**VORGEGEBENER TEXT:**
Der Bahnhof ist menschenleer, nur eine Frau steigt aus dem Zug und steigt die Treppe hinunter in die Unterführung. Zwei Männer stehen an der Wand und bemerken die Passantin. «Ganz alleine unterwegs?», rufen sie ihr zu und sie bleibt stehen. Schnitt. Das Video zeigt dieselbe Situation noch einmal, nur wird bei dieser Version die Frau von zwei schwarz gekleideten Männern begleitet. Kaum passiert die Gruppe die anderen beiden in der Unterführung, verstummen diese und grüssen die Frau und ihre «Bodyguards» kopfnickend.
Das Video stammt von der Axa-Versicherung und wird derzeit vielen Usern auf Facebook und Instagram als bezahlter Beitrag angezeigt. Es wirbt für ihre kostenlose App «WayGuard», die mithilfe von Standort-Tracking, Chats und Notfallknopf-Funktion «Frauen sicher nach Hause begleiten» soll.

**BEREITGESTELLTE DATEN:**
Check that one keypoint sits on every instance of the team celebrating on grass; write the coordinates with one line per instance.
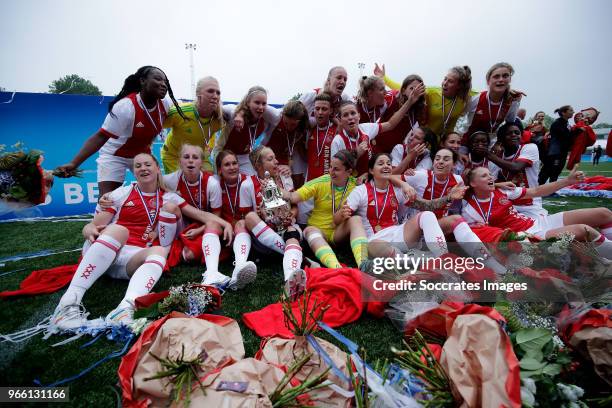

**SCHRIFTLICHE AUFGABE 1:** Stimmen die Aussagen (a) In der Unterführung stehen zwei Männer an der Wand, (b) Die App «WayGuard» ist kostenpflichtig und (c) Das Video wird auf Facebook und Instagram als bezahlter Beitrag angezeigt mit dem Text über das Werbevideo der Axa überein? Antworten Sie jeweils mit Ja oder Nein und zitieren Sie die entscheidenden Worte des Textes wörtlich.
**SCHRIFTLICHE AUFGABE 2:** Übertragen Sie diesen Satz aus dem Text über das Werbevideo der Axa ins Englische: „Kaum passiert die Gruppe die anderen beiden in der Unterführung, verstummen diese und grüssen die Frau und ihre «Bodyguards» kopfnickend.“
**SCHRIFTLICHE AUFGABE 3:** Schreiben Sie den Text über die Axa-App «WayGuard» im Anschluss an seinen letzten Satz weiter.

**ERWARTETE ANTWORT 1:**
(a) Ja: „Zwei Männer stehen an der Wand und bemerken die Passantin.“
(b) Nein: „Es wirbt für ihre kostenlose App «WayGuard»“
(c) Ja: „wird derzeit vielen Usern auf Facebook und Instagram als bezahlter Beitrag angezeigt“

**ERWARTETE ANTWORT 2:** As soon as the group passes the other two in the underpass, they fall silent and greet the woman and her "bodyguards" with a nod.

**ERWARTETE ANTWORT 3:**
Tatsächlich tauchen aber im echten Leben keine Bodyguards auf, die Begleitung bleibt virtuell. Startet man die Begleitungs-Funktion, wird das GPS-Signal an eine Zentrale freigegeben. Zusätzlich kann man den Standort mit Freunden oder Familienmitgliedern teilen. Fühlt sich der Nutzer unsicher, kann dieser mit einem Mitarbeitenden des «WayGuard»-Teams telefonieren oder chatten, bis sie oder er am Ziel angekommen ist.
Seit der Lancierung Ende November haben sich gemäss Axa 11'800 Leute registriert, was die Erwartungen «deutlich» übertroffen habe. 70 Prozent der User sind Frauen. Insgesamt hätten sich 11'043 Mal Personen durch die App begleiten lassen und 46 bei der Notrufzentrale angerufen. «Das waren aber eher Testanrufe – die Personen wollten ausprobieren, ob die App auch tatsächlich funktioniert», sagt Moska Miakhel vom Innovationsteam der Axa-Versicherung.
Wer den Notruf tätigt, wird mit einer Leitstelle mit geschultem Personal verbunden. Dabei handelt es sich um die grösste private Notrufzentrale Deutschlands, wo die App ihren Sitz hat. «Diese Mitarbeiter sind speziell dafür geschult, Personen in Stresssituationen zu begleiten», sagt Miakhel.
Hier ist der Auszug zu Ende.